• _INSTRUCTIONS TO FOLLOW_:
The records follow. Copy them exactly, but omit the pictures.

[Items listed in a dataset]
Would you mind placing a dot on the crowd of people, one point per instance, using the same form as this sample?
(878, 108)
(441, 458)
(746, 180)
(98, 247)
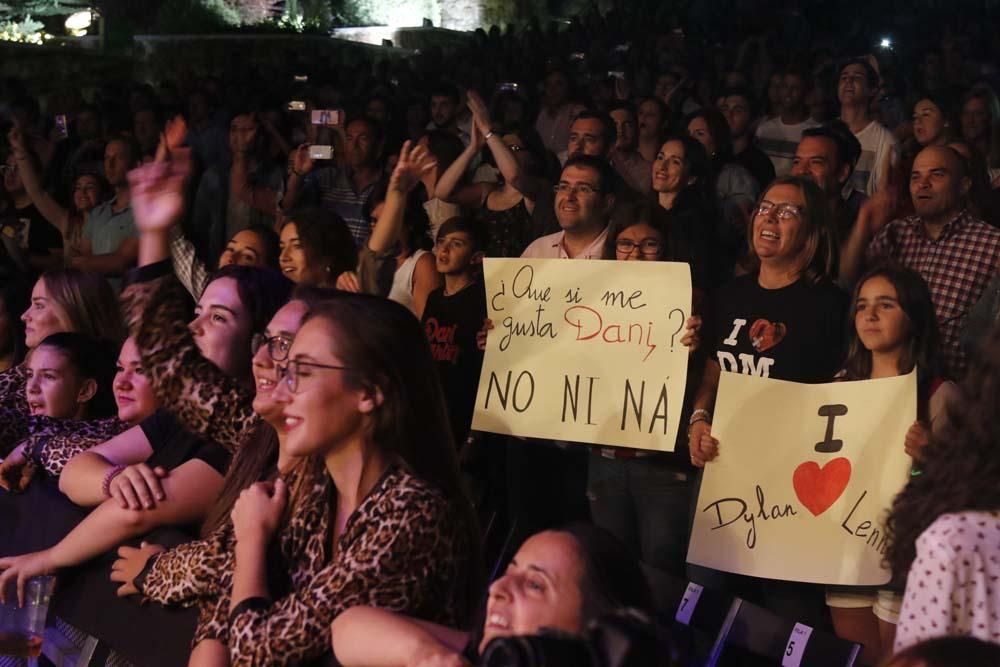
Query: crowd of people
(242, 322)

• _ANSWER TO THE PROBLEM_:
Would you mind placing a dot on the crowd of people, one point per instance, using the same form as this sample?
(878, 108)
(441, 458)
(746, 180)
(98, 247)
Query: crowd of people
(242, 322)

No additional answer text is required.